[Coordinate annotation entries]
============================================================
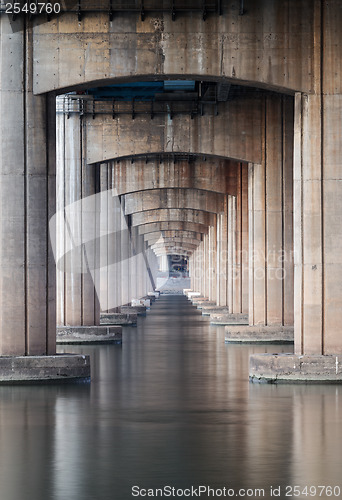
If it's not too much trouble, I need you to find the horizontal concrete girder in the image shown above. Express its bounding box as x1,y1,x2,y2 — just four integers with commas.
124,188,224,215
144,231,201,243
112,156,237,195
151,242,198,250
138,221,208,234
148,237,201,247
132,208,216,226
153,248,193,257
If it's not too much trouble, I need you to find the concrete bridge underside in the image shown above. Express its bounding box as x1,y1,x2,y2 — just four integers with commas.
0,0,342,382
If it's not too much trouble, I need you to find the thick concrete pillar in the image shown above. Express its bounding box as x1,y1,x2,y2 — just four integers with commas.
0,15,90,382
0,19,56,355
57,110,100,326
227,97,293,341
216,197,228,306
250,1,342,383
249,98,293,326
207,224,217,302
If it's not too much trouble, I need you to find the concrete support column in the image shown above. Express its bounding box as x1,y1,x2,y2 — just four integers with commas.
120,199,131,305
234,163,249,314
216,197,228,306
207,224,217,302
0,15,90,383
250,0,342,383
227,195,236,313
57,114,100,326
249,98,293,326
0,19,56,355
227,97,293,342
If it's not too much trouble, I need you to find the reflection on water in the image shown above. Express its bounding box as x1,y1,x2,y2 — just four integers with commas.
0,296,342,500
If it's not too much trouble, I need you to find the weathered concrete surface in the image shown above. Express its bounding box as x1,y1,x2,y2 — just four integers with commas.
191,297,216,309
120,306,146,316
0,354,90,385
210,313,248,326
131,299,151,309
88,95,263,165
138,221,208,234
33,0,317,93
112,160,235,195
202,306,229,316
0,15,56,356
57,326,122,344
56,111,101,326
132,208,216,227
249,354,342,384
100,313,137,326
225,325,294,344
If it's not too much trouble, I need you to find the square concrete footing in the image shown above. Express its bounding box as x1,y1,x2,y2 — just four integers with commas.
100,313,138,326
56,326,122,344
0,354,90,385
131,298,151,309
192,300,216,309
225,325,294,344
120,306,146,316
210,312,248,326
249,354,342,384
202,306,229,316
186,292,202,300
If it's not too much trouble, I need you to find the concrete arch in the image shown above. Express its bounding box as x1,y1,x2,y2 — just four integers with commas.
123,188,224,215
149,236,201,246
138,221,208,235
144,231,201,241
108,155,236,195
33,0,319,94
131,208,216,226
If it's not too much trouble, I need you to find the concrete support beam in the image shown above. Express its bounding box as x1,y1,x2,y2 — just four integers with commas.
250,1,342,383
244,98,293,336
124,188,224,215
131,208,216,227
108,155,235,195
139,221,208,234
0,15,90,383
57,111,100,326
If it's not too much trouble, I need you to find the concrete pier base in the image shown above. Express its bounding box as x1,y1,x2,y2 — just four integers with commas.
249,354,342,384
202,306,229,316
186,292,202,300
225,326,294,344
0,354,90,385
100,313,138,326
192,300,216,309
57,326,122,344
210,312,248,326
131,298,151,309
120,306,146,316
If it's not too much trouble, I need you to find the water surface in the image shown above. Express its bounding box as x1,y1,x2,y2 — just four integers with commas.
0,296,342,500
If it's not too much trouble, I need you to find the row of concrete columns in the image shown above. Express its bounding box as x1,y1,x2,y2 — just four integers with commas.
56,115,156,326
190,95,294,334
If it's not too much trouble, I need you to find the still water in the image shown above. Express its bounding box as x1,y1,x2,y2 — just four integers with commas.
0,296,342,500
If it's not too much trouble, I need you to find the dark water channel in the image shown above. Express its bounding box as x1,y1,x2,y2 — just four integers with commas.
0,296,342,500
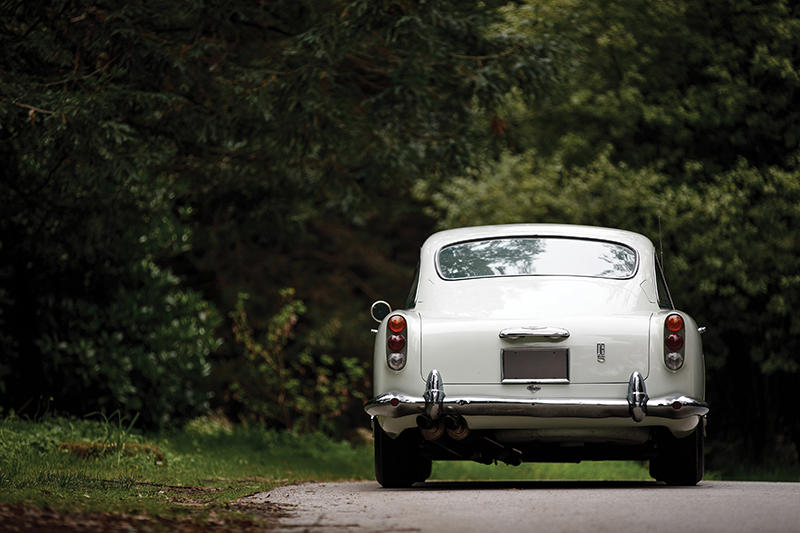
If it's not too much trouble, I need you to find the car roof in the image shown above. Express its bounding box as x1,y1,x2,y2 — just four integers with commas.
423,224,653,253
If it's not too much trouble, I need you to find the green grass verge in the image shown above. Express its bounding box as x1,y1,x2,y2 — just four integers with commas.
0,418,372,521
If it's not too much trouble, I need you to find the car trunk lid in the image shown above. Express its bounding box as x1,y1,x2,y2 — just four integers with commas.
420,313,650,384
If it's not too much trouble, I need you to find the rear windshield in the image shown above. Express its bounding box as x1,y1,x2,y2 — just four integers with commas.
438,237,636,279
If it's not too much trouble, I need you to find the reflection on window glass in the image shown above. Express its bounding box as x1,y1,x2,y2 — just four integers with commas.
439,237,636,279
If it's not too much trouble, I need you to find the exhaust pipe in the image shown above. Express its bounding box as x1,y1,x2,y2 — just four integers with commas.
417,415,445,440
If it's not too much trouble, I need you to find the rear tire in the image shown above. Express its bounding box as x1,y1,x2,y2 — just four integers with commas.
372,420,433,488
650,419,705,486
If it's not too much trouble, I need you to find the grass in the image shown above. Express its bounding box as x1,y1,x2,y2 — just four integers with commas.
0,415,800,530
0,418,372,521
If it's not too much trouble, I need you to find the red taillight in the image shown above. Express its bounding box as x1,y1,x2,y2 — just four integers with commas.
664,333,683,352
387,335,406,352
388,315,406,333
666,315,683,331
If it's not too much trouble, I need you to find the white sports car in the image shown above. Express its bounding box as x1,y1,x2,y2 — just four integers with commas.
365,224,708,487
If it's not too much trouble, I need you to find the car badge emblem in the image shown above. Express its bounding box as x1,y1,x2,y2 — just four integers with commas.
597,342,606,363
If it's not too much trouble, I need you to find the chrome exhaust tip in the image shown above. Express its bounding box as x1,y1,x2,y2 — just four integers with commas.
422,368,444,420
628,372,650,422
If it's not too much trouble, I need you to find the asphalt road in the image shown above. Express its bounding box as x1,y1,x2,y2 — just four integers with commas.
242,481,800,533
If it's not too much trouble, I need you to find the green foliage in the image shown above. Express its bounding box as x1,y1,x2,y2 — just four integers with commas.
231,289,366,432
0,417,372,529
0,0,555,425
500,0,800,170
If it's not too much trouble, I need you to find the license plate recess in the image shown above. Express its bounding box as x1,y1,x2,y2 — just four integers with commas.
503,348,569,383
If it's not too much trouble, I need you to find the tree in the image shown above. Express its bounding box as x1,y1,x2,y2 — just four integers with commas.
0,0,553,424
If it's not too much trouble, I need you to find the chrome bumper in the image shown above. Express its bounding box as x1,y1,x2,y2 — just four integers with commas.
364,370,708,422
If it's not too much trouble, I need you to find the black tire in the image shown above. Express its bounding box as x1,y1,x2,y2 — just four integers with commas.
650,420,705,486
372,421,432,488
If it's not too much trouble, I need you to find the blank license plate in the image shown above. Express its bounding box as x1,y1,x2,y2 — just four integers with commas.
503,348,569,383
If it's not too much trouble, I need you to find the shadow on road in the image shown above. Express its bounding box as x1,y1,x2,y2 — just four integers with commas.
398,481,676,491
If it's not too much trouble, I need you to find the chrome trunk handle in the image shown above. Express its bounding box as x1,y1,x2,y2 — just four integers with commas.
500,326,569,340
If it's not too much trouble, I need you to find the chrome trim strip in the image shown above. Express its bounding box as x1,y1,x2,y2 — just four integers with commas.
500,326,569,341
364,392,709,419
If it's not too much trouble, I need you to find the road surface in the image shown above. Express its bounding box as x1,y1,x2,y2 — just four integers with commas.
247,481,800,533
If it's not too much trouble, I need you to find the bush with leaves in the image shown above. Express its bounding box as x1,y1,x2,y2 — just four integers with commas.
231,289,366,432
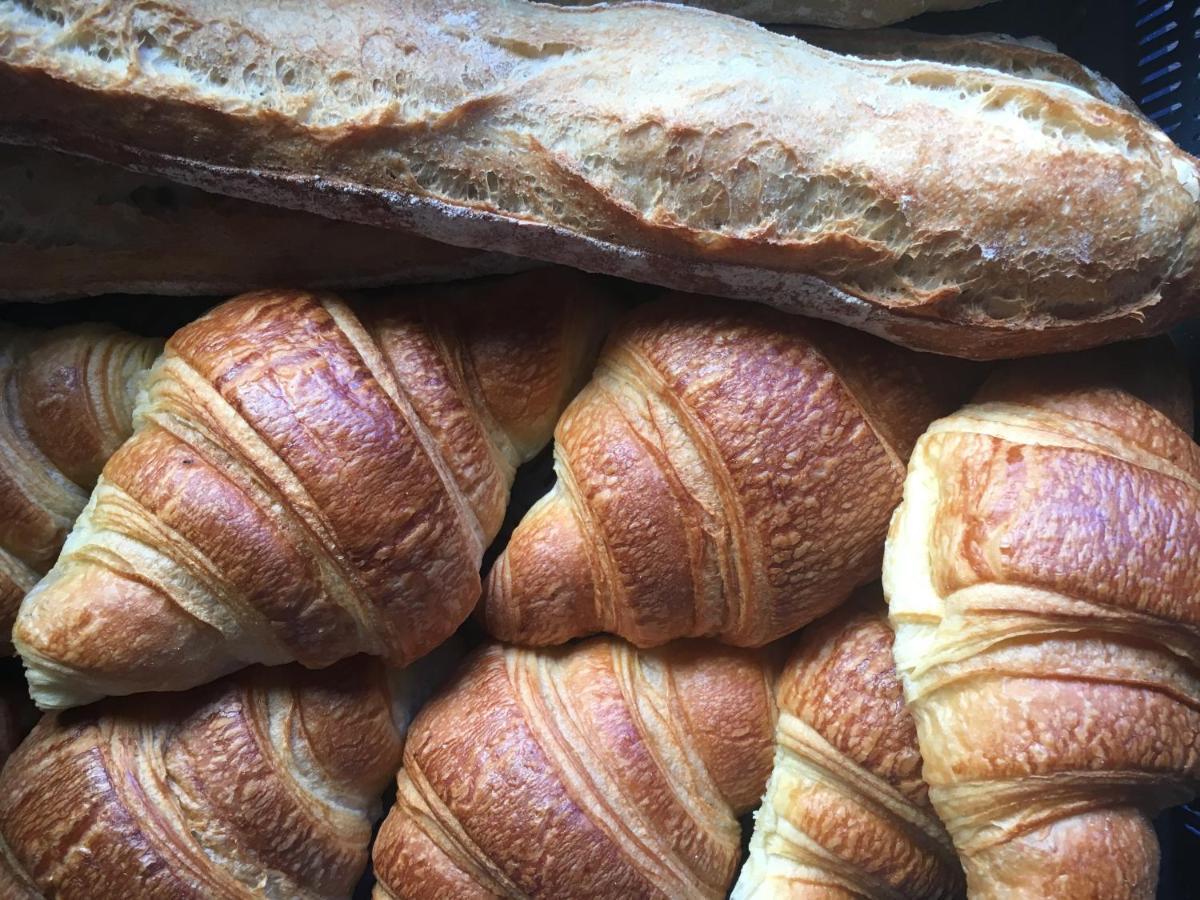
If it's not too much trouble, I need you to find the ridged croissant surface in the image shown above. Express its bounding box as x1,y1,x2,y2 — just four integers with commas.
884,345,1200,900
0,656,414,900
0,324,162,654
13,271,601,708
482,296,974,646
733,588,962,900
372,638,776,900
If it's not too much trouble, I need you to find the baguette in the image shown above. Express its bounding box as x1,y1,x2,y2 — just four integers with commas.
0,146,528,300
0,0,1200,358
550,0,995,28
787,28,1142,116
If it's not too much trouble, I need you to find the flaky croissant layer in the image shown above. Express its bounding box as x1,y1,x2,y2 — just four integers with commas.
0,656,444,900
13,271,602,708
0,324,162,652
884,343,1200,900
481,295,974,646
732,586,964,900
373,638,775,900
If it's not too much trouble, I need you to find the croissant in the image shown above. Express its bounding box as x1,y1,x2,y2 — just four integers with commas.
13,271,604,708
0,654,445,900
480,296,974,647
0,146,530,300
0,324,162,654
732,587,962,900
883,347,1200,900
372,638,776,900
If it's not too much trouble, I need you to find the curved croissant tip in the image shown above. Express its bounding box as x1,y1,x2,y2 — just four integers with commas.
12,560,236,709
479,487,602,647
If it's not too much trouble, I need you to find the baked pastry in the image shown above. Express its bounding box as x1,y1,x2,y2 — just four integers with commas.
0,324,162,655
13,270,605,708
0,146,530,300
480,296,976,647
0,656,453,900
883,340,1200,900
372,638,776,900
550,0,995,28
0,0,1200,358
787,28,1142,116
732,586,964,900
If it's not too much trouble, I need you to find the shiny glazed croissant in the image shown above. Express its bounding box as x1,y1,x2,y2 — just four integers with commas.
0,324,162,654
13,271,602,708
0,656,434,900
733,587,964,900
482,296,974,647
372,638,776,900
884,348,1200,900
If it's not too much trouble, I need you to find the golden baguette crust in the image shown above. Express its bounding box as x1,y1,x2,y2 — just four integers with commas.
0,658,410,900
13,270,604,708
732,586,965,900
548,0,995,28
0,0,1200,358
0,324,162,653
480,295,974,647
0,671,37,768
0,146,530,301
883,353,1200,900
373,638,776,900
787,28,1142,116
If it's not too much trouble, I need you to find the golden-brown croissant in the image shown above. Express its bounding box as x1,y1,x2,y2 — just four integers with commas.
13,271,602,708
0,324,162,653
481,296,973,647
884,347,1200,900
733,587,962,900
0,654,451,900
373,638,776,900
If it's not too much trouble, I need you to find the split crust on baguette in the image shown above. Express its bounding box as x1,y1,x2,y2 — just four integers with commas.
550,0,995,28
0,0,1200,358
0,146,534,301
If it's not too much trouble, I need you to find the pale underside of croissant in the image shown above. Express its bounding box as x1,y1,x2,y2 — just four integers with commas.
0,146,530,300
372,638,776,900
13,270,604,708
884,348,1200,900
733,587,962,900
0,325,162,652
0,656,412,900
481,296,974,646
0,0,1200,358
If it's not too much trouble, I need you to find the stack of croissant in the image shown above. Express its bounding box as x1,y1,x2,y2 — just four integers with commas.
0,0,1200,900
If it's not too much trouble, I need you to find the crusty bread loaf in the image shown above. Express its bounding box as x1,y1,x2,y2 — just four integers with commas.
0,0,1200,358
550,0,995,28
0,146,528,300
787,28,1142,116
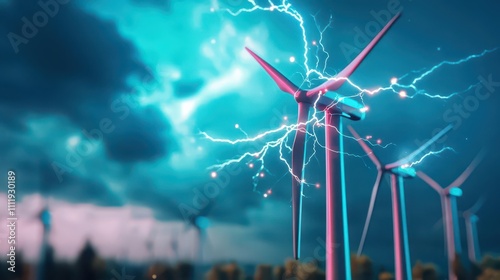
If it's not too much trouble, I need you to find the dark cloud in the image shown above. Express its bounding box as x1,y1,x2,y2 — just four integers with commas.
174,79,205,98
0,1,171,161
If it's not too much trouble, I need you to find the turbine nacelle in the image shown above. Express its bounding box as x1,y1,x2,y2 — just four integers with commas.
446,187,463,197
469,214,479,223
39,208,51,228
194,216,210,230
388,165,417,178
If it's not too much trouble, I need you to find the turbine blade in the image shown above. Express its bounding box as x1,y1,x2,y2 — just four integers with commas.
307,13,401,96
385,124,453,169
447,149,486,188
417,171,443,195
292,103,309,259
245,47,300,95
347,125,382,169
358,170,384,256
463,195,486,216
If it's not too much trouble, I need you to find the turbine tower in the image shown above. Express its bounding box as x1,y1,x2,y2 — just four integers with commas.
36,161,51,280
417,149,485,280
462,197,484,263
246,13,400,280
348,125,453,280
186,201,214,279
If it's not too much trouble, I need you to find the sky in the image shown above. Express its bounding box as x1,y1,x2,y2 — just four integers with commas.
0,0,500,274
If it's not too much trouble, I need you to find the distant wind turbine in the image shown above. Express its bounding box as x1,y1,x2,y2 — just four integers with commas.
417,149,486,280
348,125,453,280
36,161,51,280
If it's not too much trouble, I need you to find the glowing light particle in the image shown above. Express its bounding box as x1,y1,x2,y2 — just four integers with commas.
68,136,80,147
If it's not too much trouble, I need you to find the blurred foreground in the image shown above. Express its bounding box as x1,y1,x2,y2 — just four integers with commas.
============================================================
[Aim]
Give back, unchanged, every line from the one with "find the sky" to the end of the entries above.

[Exercise output]
If it's not too much trouble, I need you to find the sky in the image shown above. Express its bounding box as x1,y1,x2,y2 — just four integers with commas.
0,0,500,274
If it's not too much trouble, I need you to find the distant wind turbine in the image shown above. Express its bounding box as x1,y1,x2,y2 — just four integers with commas.
417,149,486,280
348,125,453,280
36,161,51,280
If it's not too much trouble, I need you to find the glowing light particle in the image shown above. Express its bounding box as x1,y1,x2,y2 — just four integers with commas.
68,136,80,147
If it's not too much trouble, I need you to find the blurred foreground in the image shown above. Express its bounding box as x1,y1,x2,y2 — just four integers with commas.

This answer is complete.